Are there any positives? Well after the division of and operational challenges of working in and across the different Tier systems, the sector is again all in one bucket – for good or bad. Companies will have also learnt from and adapted during the original lockdown and should be bettered prepared to get through this one, whether that be through delivery, offering essential groceries, or ramping up “At Home” ranges. It is nowhere near like normal operations, but it could be the difference in bridging this latest sales gap. As I have written before, it may also allow some to recharge batteries for further challenges ahead. The sector should not, and I sure will not go quiet over the coming weeks, we need to continue to ask for extra support but also continue to call for the 10pm curfew restriction to be cancelled and not return in December. There is also the rent issue, and as I have suggested previously perhaps now would be a good time to say that the eviction moratorium will be extended until next March, rather than wait until we are in deepest December. It would be one less thing to immediately worry about for operators.

## Your instructions
Please list the ways the passage says companies might get through this lockdown. The records are separate material, unconnected to the passage.

Records taken from a dataset

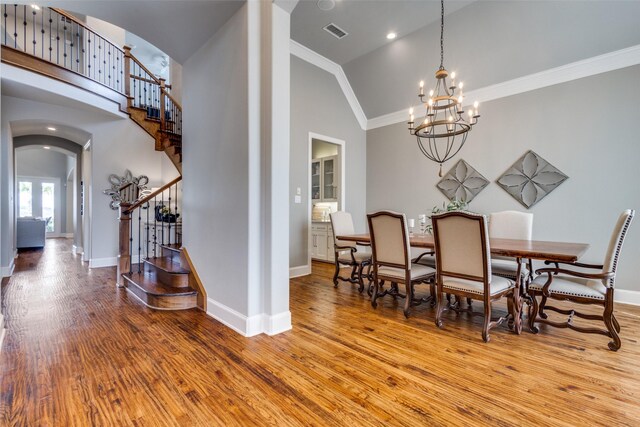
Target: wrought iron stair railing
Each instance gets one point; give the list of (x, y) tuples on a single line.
[(147, 225)]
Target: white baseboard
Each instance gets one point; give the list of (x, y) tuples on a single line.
[(108, 262), (249, 326), (7, 271), (302, 270), (627, 297)]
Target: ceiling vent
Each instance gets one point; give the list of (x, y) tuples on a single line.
[(335, 31)]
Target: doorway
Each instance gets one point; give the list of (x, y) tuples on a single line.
[(326, 193)]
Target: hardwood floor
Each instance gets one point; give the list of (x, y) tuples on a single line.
[(80, 352)]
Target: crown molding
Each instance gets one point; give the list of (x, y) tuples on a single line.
[(329, 66), (576, 70)]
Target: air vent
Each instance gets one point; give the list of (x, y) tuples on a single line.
[(335, 31)]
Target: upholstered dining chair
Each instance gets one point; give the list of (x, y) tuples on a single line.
[(464, 266), (391, 259), (346, 253), (511, 225), (582, 287)]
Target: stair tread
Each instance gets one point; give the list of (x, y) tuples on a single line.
[(150, 285), (166, 264)]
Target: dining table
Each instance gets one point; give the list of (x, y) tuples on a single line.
[(561, 252)]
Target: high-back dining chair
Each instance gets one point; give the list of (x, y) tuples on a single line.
[(464, 266), (582, 287), (511, 225), (346, 253), (391, 259)]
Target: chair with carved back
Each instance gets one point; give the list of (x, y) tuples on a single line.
[(391, 260), (582, 287), (511, 225), (346, 253), (464, 267)]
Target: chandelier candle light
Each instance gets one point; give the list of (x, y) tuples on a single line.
[(444, 129)]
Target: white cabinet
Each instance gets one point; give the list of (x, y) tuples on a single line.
[(321, 243), (325, 179)]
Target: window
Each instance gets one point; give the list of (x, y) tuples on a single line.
[(48, 204), (25, 200)]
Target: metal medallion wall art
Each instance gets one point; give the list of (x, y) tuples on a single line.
[(120, 192), (462, 182), (530, 179)]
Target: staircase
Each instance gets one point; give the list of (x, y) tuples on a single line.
[(162, 276)]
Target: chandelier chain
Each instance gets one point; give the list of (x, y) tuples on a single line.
[(441, 34)]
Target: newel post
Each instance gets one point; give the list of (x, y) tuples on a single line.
[(127, 75), (124, 247)]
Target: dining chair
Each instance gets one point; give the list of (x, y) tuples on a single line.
[(463, 263), (391, 260), (582, 287), (346, 253), (511, 225)]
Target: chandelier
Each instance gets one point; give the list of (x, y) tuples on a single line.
[(444, 129)]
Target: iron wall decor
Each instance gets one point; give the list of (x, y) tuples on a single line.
[(530, 179), (121, 193), (463, 182)]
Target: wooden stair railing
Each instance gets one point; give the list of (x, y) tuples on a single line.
[(55, 43)]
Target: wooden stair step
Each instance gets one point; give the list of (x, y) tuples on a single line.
[(166, 264), (155, 294)]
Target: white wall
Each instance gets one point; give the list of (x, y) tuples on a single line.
[(37, 162), (318, 105), (587, 128), (117, 144), (232, 226)]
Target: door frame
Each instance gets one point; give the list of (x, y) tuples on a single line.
[(342, 154), (57, 210)]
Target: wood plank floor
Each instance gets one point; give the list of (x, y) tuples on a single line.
[(80, 352)]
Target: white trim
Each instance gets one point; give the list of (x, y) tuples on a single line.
[(2, 331), (576, 70), (343, 182), (625, 296), (8, 270), (302, 270), (109, 261), (249, 326), (329, 66)]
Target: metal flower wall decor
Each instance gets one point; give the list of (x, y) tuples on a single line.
[(530, 179), (120, 194), (462, 182)]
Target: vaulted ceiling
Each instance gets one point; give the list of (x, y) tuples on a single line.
[(486, 42)]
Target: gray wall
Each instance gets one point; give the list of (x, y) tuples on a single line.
[(587, 128), (318, 105), (215, 172), (490, 42), (37, 162)]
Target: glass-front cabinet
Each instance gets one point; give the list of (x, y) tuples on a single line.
[(315, 180), (325, 179)]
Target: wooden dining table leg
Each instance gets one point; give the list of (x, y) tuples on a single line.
[(517, 300)]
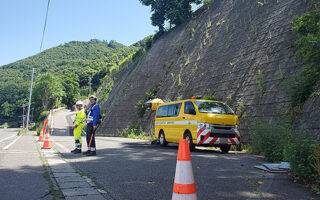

## Written reply
- Delivery
- Offering essential groceries
- Ramping up "At Home" ranges